## What you are asked to do
Output as a numbered list, skipping blank lines, the lines from the line with "of the shag" up to and including the line with "[(242, 244), (484, 266)]".

━━━━━━━━━━━━━━━━

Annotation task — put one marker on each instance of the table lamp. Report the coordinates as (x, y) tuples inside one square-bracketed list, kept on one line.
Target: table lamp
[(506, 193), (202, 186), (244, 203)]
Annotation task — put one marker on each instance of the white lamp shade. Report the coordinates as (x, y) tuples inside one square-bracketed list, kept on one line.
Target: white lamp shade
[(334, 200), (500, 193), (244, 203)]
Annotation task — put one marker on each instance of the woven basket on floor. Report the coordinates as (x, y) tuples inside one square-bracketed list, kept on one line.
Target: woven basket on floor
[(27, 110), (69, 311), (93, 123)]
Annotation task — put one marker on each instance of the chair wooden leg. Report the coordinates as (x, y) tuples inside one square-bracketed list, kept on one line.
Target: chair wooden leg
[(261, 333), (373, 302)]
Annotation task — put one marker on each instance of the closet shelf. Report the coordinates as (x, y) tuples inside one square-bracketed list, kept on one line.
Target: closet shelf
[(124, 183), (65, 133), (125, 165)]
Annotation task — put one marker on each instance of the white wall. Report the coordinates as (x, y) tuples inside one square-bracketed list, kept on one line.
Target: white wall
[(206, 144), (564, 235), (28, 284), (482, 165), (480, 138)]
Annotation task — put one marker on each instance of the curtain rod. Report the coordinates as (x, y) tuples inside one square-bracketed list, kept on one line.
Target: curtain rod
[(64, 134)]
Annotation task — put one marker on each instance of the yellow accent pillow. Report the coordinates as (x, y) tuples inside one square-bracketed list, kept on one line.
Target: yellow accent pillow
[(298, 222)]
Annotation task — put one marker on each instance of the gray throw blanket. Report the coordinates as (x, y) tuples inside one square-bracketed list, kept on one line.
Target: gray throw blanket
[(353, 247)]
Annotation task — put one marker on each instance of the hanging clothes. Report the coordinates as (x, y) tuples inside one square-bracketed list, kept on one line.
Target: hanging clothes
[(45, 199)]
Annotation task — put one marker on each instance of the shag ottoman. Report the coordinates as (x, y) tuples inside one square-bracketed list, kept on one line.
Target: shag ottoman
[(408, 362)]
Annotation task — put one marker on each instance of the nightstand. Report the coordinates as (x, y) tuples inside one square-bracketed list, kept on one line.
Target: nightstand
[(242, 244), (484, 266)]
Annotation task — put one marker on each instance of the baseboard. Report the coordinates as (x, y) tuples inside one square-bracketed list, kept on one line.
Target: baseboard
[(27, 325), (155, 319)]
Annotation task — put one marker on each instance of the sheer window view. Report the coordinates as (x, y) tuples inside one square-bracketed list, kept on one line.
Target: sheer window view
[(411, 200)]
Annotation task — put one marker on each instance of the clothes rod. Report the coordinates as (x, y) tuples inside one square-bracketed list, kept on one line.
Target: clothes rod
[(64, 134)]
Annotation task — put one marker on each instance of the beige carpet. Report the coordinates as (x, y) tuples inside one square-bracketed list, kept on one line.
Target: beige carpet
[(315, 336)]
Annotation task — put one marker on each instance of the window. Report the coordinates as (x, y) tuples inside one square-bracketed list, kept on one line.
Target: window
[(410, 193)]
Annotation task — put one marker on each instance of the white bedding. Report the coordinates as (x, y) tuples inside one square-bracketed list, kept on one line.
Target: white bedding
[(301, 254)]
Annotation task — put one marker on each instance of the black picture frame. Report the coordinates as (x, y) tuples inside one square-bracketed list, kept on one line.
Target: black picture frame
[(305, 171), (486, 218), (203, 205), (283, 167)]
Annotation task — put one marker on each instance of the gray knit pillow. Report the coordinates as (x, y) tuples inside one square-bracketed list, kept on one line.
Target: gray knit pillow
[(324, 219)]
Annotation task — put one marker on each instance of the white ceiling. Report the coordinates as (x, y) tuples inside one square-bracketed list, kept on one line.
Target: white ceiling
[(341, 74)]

━━━━━━━━━━━━━━━━

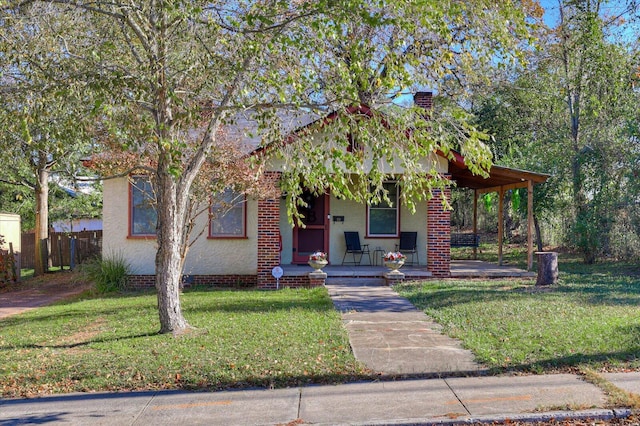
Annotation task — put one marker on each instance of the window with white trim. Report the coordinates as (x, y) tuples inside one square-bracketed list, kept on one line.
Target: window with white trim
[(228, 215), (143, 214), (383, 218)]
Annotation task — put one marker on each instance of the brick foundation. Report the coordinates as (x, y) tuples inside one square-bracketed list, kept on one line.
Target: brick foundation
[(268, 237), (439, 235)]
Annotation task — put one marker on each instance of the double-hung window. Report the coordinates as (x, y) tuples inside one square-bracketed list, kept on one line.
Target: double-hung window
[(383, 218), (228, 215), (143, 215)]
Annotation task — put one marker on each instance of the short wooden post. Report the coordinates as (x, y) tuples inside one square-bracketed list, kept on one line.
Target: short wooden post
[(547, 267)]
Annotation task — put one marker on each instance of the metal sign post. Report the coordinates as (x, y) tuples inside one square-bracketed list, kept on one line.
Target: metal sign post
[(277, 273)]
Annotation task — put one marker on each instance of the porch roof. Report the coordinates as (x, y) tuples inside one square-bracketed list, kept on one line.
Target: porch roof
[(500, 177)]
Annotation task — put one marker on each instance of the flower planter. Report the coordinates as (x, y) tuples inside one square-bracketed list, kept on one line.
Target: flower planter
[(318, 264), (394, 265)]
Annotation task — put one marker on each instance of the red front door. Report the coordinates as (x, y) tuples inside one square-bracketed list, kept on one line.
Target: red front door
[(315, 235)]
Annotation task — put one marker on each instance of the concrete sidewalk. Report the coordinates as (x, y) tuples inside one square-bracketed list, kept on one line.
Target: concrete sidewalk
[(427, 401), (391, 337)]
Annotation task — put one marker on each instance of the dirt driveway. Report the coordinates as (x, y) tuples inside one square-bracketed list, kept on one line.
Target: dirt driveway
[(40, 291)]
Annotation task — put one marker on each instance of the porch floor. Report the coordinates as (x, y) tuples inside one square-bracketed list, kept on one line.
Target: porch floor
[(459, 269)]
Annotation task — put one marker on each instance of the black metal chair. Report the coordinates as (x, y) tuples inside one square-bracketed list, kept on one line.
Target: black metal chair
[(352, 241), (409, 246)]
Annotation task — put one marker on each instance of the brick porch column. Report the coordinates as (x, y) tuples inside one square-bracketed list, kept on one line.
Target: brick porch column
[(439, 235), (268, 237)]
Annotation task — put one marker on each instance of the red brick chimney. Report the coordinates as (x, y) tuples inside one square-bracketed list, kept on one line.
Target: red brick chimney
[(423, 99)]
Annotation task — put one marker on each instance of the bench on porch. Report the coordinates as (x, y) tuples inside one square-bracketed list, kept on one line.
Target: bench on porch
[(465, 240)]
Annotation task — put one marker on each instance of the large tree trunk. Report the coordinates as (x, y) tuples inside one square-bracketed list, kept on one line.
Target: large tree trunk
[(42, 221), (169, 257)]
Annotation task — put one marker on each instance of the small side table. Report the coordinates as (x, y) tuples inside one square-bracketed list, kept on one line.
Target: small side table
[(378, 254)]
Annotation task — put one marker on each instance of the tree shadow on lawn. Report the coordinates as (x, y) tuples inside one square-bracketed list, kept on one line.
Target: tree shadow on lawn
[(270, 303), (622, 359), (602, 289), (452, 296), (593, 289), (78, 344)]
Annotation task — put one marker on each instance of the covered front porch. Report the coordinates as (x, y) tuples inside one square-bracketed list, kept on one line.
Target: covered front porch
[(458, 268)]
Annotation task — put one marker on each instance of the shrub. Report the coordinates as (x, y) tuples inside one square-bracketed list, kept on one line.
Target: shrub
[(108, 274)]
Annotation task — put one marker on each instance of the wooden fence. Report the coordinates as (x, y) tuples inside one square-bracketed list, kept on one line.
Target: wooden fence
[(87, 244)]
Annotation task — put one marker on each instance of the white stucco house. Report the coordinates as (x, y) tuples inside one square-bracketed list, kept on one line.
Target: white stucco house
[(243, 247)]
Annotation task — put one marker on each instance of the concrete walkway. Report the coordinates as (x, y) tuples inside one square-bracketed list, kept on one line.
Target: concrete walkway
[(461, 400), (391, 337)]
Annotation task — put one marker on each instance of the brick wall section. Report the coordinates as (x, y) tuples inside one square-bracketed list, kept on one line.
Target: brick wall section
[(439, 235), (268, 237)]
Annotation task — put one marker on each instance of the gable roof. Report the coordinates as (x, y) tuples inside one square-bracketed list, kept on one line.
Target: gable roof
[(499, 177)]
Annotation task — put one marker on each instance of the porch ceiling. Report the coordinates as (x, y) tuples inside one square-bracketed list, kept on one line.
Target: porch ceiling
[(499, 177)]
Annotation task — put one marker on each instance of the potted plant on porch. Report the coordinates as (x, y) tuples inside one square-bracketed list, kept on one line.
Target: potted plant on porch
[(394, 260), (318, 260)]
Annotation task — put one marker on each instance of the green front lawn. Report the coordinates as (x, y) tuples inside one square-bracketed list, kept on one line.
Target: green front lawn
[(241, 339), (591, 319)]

━━━━━━━━━━━━━━━━

## Response to this exercise
1. Annotation task — put one marker on each instance of the shag ottoman. Report the coordinates as (x, y) tuples inside one square-bracketed list, kept on one line.
2. Target: shag ottoman
3. [(408, 362)]
4. Annotation task — put one marker on each instance of the nightstand. Report the coordinates as (x, y) tuples inside one square-bracketed list, kept on one line.
5. Target: nightstand
6. [(242, 244), (484, 266)]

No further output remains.